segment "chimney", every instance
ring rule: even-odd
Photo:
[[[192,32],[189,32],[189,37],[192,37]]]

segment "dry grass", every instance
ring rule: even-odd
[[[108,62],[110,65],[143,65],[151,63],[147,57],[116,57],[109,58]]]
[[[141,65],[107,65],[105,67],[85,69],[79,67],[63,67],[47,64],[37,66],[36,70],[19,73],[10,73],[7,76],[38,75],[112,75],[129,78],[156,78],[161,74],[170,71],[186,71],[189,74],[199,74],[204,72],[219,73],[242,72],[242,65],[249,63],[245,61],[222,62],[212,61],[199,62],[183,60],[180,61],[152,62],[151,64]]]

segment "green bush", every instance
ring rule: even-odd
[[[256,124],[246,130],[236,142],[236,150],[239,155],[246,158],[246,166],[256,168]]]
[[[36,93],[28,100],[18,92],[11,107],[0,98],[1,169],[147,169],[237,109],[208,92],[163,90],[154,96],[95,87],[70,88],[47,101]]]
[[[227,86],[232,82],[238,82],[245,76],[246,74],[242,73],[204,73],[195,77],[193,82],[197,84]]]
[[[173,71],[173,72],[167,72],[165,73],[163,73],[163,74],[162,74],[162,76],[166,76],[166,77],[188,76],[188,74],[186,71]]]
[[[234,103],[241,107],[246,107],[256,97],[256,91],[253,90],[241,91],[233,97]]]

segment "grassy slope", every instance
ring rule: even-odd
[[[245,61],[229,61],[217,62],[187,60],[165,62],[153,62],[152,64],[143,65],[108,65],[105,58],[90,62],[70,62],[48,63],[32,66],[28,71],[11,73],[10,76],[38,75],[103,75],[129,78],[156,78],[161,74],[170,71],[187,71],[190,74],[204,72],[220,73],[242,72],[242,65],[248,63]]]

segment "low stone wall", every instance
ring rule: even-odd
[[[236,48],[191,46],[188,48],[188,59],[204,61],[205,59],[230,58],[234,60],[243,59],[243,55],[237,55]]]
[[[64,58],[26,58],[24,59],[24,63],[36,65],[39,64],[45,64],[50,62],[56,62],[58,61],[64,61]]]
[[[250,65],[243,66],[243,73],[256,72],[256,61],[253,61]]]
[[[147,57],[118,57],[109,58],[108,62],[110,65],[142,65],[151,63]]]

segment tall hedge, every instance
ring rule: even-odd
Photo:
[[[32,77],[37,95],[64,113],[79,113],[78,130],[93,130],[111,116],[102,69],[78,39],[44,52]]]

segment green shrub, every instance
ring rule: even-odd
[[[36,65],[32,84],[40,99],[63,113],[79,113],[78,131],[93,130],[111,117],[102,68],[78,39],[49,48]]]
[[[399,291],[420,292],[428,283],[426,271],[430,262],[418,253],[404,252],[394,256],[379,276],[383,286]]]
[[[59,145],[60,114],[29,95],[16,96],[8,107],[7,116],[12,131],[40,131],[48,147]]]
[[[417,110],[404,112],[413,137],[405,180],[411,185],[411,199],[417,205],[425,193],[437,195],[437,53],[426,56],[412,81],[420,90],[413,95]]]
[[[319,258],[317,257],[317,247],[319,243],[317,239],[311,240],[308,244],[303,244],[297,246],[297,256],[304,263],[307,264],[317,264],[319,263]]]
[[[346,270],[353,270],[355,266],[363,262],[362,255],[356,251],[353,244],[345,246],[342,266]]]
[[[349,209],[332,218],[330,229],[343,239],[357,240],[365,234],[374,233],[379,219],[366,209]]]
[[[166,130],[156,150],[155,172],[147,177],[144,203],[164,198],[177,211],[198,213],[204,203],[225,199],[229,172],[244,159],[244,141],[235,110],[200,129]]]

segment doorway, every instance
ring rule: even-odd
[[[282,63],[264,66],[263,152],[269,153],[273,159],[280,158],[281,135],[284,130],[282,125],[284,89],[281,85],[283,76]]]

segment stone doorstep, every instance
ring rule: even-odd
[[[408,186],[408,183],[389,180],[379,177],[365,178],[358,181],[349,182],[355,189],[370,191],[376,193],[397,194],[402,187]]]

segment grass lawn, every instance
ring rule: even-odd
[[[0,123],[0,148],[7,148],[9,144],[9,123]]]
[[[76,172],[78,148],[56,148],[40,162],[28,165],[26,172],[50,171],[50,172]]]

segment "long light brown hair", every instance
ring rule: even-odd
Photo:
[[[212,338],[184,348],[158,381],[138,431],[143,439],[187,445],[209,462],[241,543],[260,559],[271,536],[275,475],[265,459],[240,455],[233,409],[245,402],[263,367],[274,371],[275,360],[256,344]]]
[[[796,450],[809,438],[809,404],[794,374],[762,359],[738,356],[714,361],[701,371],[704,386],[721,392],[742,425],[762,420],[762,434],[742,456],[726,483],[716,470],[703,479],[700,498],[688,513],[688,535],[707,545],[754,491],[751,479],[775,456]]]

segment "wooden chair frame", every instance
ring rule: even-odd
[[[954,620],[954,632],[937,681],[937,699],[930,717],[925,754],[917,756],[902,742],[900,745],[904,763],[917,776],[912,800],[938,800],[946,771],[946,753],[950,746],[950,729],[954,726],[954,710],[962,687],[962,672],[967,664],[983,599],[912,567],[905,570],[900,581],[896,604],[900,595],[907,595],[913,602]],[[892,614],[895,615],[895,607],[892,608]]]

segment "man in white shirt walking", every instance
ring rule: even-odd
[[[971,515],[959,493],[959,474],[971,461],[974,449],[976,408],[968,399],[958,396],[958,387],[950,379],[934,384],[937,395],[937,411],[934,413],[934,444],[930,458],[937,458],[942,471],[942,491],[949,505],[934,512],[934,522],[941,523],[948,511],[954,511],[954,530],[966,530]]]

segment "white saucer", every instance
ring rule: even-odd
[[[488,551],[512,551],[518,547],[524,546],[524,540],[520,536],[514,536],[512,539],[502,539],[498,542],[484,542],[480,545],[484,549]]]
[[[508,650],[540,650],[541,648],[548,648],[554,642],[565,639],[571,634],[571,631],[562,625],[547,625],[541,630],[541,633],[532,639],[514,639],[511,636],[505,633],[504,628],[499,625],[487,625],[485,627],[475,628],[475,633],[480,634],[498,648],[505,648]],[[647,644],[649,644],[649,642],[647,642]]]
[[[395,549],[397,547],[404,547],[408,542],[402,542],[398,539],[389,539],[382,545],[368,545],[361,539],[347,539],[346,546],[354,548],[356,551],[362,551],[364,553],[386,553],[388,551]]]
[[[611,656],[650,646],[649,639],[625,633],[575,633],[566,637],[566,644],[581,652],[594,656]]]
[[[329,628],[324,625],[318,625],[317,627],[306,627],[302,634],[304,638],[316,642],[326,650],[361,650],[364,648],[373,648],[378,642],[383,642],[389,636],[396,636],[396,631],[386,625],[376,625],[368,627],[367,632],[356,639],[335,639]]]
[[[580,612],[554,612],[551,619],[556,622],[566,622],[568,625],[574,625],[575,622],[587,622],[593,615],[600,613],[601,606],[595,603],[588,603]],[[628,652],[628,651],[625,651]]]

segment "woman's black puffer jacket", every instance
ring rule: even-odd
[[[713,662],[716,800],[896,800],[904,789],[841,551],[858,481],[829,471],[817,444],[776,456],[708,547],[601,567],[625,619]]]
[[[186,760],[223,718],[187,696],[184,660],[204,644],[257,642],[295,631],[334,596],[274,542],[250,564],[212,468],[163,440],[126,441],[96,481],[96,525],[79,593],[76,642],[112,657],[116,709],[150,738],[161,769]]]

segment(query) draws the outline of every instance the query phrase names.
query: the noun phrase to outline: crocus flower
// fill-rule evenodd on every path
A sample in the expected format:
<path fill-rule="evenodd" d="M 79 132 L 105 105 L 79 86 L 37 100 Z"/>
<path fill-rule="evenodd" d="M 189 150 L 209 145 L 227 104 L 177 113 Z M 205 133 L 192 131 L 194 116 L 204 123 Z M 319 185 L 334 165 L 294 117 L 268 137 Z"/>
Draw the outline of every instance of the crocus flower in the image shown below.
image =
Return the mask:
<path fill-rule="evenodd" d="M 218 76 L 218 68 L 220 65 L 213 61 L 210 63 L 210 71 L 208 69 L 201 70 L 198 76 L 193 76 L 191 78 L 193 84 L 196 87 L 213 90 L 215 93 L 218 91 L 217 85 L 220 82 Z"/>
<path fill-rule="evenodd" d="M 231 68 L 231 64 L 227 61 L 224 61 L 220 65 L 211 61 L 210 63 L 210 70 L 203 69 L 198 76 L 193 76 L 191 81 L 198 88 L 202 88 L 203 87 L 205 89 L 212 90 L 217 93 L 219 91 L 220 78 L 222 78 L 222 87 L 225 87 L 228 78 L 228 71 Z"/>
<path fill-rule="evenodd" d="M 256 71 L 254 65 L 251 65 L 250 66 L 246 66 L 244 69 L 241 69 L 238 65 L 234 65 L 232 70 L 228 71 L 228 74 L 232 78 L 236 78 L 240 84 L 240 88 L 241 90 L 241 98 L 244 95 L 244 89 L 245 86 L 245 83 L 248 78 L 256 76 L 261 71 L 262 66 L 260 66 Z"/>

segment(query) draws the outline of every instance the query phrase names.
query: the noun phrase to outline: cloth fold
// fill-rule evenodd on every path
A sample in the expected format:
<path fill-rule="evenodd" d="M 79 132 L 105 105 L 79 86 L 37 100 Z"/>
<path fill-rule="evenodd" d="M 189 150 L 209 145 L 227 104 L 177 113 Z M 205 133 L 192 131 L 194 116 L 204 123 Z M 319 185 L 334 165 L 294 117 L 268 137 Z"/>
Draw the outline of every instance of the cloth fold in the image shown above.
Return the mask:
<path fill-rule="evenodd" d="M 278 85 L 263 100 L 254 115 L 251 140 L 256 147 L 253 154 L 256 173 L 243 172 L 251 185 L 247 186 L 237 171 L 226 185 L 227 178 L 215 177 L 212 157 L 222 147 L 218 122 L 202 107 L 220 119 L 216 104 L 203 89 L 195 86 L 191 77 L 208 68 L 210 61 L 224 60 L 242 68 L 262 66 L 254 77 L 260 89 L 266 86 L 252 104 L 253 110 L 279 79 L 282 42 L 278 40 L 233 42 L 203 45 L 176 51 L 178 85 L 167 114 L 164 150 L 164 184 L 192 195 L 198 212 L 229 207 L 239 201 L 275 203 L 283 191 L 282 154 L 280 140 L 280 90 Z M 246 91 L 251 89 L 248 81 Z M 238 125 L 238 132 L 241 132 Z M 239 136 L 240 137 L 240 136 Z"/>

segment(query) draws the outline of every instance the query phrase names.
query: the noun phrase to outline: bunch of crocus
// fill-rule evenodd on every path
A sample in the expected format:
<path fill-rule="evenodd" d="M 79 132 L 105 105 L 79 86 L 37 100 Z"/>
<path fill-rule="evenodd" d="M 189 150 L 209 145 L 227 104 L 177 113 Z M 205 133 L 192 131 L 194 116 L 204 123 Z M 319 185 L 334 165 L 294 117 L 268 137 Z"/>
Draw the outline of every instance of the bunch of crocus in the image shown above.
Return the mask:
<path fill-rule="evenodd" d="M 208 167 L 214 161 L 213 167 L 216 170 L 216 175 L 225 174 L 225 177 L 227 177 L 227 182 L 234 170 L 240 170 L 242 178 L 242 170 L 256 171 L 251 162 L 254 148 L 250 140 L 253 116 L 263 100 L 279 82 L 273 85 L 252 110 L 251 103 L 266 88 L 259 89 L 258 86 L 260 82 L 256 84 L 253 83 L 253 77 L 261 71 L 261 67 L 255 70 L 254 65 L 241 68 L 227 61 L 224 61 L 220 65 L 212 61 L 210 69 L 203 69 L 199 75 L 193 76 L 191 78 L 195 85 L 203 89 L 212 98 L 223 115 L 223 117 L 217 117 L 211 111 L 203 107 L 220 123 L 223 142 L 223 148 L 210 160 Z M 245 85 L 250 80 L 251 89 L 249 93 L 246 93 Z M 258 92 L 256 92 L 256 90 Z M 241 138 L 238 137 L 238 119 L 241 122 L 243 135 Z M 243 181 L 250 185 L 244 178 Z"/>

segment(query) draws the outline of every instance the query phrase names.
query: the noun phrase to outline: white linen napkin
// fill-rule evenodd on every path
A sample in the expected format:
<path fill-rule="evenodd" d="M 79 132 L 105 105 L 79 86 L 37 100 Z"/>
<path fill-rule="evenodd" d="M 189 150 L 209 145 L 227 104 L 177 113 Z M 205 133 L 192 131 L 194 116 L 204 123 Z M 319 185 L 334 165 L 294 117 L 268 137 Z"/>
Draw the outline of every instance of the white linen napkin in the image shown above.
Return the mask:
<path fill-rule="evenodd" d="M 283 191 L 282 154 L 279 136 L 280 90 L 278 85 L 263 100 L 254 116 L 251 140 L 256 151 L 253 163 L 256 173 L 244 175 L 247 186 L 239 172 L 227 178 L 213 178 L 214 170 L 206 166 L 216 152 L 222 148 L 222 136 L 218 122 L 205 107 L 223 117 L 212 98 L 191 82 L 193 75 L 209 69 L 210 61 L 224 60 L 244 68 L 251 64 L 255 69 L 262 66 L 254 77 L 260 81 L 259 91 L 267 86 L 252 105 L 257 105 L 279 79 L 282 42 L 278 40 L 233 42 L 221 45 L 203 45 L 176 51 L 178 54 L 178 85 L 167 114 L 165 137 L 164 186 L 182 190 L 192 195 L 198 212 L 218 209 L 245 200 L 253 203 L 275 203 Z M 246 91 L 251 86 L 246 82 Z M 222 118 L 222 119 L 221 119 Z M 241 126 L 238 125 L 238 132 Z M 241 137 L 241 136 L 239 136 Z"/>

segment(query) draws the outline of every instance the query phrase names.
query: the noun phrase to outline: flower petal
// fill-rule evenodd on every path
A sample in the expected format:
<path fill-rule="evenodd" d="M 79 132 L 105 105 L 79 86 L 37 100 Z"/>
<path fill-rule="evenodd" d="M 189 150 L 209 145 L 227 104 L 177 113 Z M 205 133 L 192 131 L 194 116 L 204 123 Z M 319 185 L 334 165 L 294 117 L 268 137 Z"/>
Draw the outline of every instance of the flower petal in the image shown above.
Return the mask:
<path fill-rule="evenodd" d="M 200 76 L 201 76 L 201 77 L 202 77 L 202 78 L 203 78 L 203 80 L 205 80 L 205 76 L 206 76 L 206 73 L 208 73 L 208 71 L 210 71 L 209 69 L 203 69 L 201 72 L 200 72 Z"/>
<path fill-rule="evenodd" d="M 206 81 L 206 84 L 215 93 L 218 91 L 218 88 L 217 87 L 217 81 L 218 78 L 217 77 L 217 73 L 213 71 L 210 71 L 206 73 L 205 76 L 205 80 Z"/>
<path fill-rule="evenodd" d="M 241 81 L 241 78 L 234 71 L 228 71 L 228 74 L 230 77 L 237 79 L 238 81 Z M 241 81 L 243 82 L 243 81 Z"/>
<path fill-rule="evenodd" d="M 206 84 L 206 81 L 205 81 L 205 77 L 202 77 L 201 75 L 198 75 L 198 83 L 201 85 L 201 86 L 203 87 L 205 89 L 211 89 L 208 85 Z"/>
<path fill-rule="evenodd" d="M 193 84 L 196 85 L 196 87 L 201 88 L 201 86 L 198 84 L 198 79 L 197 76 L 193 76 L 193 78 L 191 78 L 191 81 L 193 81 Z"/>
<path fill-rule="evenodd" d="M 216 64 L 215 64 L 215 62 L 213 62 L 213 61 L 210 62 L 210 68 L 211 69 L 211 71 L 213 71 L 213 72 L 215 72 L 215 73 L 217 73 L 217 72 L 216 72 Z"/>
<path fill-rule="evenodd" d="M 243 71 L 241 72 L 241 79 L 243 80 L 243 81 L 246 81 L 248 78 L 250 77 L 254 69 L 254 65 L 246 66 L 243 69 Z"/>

== Written request ==
Please find every line in the records above that contains the word "image" and copy each of those lines.

== Task solution ==
Draw the outline of every instance of the crocus flower in the image shown below.
image =
Draw the outline of every instance of the cloth fold in the image shown above.
Draw the outline of every instance of the bunch of crocus in the image shown above.
Draw the outline of every instance of the white linen napkin in the image shown above.
Draw the outline of every instance of the flower petal in the image shown above.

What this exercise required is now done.